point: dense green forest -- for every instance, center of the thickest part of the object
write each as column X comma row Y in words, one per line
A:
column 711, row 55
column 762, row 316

TO BE DONE — Copy the data above line for line, without changing anything.

RESULT FOR THIS EXERCISE —
point: dense green forest -- for every instance, center of the thickest part of the object
write each as column X comma row Y in words, one per line
A:
column 711, row 55
column 762, row 316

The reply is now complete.